=== Excerpted passage ===

For the O-II sample studied by NMR in high fields (p = 0.109), we estimate \(q=\overline{q}=0.323\pm 0.005\) from zero-field X-ray studies of YBCO samples with similar hole doping56,57,58 (X-ray studies did not observe a change of the wave vector as a function of field32,33).

The incommensurability \(\delta =\overline{q}-{q}_{0}=0.323-0.333\approx -0.01\pm 0.005\) implies that after L = 100b the acquired phase due to phase slips is only \(\delta \cdot L=-0.01\frac{2\pi }{b}\cdot 100b=-2\pi\). For q0 = 1/3 possible phase slips are ±2π/3 (see Fig. 6a). This means that at most three phase slips per 100b are necessary to make a modulation locally commensurate with the lattice, if all phase slips are negative. Such a small number of discommensurations is difficult to resolve in X-ray measurements, because the intensity of satellite peaks is expected to be small. Notice that, for the sake of simplicity, we assume here a regular array of atomically sharp DCs but, in a real material, the phase slips have a finite width and, being subject to pinning by disorder, they may be ordered only on average.

Fig. 6: Effect of discommensurations (DC).
figure 6

a A negative phase slip of −2π/3 at position 2 of an undistorted λ = 3b modulation (black dotted line) increases the region of minimal charge density. As the effective separation between maxima increases, negative phase slips, if occurring repeatedly, lead to a longer period. b Histogram of the modulation shown in (a): −2π/3 discommensurations increase the left peak intensity but, in the diluted limit (fewer than 1 DC per 10 sites), the change in area ratio of the two peaks is too small to be unambiguously detected. c Starting with an undistorted λ = 4b modulation of phase ϕ = 45 (black dotted line), positives phase slip of π/2 at the positions 0 and 3, etc. lead to a compressed modulation of non-sinusoidal character (continuous line) having a global wave vector \(\overline{q}\approx 1/3\), i.e. period 3b. Smoother discommensurations extending over a finite length would restore a more sinusoidal modulation. d Histogram of the modulation shown in (c). The area ratio of the two peaks is close to 2:1 but the shift ratio is −1.54:1, while the experimental data are more consistent with a shift ratio of −2:1. e Same idea as in (c) with larger but less frequent π phase slips to shift from q0 = 1/4 to the global wave vector \(\overline{q}\approx 1/3\). The separation between maxima is 3b as in (c); however, maxima are inequivalent, so a superstructure with period 6b appears. f histogram of the modulation shown in (e). The area and shift ratios of the two peaks are both close to 2:1. Note that, in order to ensure charge neutrality, the modulation has been shifted vertically in (c) and (e) such that the integral over a period 3b is zero.

=== Information supplied ===

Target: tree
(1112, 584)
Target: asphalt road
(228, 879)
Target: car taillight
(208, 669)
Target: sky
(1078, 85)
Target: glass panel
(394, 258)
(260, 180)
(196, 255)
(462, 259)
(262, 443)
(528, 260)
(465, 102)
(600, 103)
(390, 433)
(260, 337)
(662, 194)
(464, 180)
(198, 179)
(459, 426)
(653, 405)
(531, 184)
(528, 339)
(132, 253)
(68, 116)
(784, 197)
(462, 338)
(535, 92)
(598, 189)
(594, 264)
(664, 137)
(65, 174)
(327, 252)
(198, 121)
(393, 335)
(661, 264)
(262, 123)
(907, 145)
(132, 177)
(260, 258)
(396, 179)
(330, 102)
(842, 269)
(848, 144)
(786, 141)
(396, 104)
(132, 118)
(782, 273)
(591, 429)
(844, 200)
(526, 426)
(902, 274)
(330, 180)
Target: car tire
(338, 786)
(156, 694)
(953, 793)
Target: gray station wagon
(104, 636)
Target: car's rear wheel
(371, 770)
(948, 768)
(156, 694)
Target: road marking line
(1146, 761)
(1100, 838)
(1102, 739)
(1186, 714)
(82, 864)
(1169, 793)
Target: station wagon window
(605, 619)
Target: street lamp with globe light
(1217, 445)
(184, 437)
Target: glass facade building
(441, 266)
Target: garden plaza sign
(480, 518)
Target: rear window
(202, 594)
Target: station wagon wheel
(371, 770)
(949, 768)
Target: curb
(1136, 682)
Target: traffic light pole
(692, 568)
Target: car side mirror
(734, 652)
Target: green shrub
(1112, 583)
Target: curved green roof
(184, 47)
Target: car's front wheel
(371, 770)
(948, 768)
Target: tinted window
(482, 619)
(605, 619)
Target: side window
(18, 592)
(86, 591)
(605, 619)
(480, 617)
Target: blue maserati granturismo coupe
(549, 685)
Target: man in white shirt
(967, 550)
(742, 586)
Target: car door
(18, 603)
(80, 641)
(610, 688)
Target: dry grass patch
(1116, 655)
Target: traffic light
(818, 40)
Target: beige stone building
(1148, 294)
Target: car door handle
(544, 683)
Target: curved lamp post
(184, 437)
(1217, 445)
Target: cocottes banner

===

» **Goal**:
Write out the passage on discommensurations above word for word, starting at "The incommensurability \(\delta" and ending at "of discommensurations (DC).".

» **The answer**:
The incommensurability \(\delta =\overline{q}-{q}_{0}=0.323-0.333\approx -0.01\pm 0.005\) implies that after L = 100b the acquired phase due to phase slips is only \(\delta \cdot L=-0.01\frac{2\pi }{b}\cdot 100b=-2\pi\). For q0 = 1/3 possible phase slips are ±2π/3 (see Fig. 6a). This means that at most three phase slips per 100b are necessary to make a modulation locally commensurate with the lattice, if all phase slips are negative. Such a small number of discommensurations is difficult to resolve in X-ray measurements, because the intensity of satellite peaks is expected to be small. Notice that, for the sake of simplicity, we assume here a regular array of atomically sharp DCs but, in a real material, the phase slips have a finite width and, being subject to pinning by disorder, they may be ordered only on average.

Fig. 6: Effect of discommensurations (DC).